*** Opening of INPUT DATA ***
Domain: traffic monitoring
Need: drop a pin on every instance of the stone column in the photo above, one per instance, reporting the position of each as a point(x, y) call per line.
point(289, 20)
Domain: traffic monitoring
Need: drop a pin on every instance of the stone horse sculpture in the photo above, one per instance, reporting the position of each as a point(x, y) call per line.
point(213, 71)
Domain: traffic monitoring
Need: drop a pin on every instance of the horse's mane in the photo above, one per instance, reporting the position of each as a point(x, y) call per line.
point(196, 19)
*** Close of INPUT DATA ***
== WHAT IS BEING ASKED ==
Retype all of the records so that every line matches the original exactly.

== SOLUTION TO THIS EXERCISE ==
Domain: traffic monitoring
Need: drop a pin on every instance of the stone column in the photo above, one per instance, reporting the position of each as a point(x, y) call per line.
point(289, 20)
Domain: traffic monitoring
Need: drop a pin on every instance of the stone horse sculpture in the photo above, one per instance, reporting the position of each as a point(x, y) call per line.
point(213, 71)
Domain: traffic monitoring
Need: drop a pin on every instance of the horse's mane in the photo above, one per instance, reporting the position of each as a point(x, y) call per line.
point(196, 19)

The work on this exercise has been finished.